[[ Quoted passage, beginning ]]

Hindsight is 20/20 according to the proverb.
One of our readers remembered a column from two or three years ago that mentioned a country song titled 20/20 Vision [And Walking Round Blind]. Claiborne County native and Grand Ole Opry star Milton Estes was the co-writer of the song, along with Nashville music executive Joe Allison.
Basically, the song laments lost love. It was first recorded in June 1954 by Gene Autry, a popular singing cowboy who had worked with Estes in Louisville a few years earlier. Just six months later, country artists Jimmy Martin and the Osborne Brothers would record it as a bluegrass song.
If, like the reader who asked about Milton Estes, you are interested in country music and the bluegrass sound, you will find 20/20 Vision was recorded by several different artists between 2005 and 2011. The first of those was a record by the Gillis Brothers and their Hard-Driving Bluegrass Band.
Looking back 50 years after the Gene Autry and Jimmy Martin recordings, the legend of the Arthur, Tenn. native lives on in his song.
It was in 1954 that a comic strip titled Hi and Lois was created by Mort Walker. It remains in syndication across the USA and is featured in each issue of the Middlesboro News. The writers now are Brian and Greg Walker and the drawings are done by “Chance” Browne.
Like the bluegrass song, the cartoon is in the hands of a new generation of artists. But it too lives on as a tribute to its creator, Mort Walker.
When I saw the strip on New Year’s Day, I immediately thought of my last column for last year. And here’s why. Lois is asking Hi “What do you think is going to happen this year?” His first response is “It’s hard to predict.” Then, “No one has 20/20 foresight.”
A great line, “No one has 20/20 foresight.” But each of us has the opposite. We can rely on the proverb that “hindsight is 20/20.”

[[ Quoted passage, end ]]

Problems to solve
1. According to the column, who first recorded the song 20/20 Vision, and in what month and year?
2. Quote everything in the column from "Hindsight is 20/20 according" down to "a bluegrass song.".
Rely only on the column itself.

[[ Extracted entries, beginning ]]

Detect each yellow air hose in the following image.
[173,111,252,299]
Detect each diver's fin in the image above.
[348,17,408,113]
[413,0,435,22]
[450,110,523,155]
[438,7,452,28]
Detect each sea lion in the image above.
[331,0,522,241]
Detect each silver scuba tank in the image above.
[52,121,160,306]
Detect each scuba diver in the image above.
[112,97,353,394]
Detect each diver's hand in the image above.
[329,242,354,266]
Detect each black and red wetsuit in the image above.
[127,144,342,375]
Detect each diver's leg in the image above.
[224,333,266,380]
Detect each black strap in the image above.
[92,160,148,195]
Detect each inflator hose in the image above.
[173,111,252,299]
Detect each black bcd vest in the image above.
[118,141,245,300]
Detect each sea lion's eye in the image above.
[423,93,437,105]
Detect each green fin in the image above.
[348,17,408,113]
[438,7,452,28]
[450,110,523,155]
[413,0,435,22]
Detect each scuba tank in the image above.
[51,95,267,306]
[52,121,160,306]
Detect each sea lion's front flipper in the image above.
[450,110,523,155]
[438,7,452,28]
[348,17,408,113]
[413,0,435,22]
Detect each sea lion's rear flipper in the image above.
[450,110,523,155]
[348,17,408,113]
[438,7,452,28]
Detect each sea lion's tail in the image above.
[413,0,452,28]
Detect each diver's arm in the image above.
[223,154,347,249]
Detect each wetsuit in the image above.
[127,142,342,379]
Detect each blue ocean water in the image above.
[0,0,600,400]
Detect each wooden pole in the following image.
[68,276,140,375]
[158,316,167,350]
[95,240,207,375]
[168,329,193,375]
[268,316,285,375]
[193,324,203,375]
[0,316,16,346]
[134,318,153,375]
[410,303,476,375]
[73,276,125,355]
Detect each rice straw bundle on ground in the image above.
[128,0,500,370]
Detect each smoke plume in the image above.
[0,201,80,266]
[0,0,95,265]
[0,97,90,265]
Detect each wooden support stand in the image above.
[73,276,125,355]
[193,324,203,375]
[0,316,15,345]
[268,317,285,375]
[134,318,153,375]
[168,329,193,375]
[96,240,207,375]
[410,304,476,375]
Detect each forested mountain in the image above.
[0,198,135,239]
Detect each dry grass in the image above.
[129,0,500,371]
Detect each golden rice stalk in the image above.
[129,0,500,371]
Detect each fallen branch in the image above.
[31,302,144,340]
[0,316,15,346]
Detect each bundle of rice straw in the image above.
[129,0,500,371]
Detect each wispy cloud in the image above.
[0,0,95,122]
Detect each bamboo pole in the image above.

[[ Extracted entries, end ]]

Answers by item
1. Gene Autry, in June 1954.

2.
Hindsight is 20/20 according to the proverb.
One of our readers remembered a column from two or three years ago that mentioned a country song titled 20/20 Vision [And Walking Round Blind]. Claiborne County native and Grand Ole Opry star Milton Estes was the co-writer of the song, along with Nashville music executive Joe Allison.
Basically, the song laments lost love. It was first recorded in June 1954 by Gene Autry, a popular singing cowboy who had worked with Estes in Louisville a few years earlier. Just six months later, country artists Jimmy Martin and the Osborne Brothers would record it as a bluegrass song.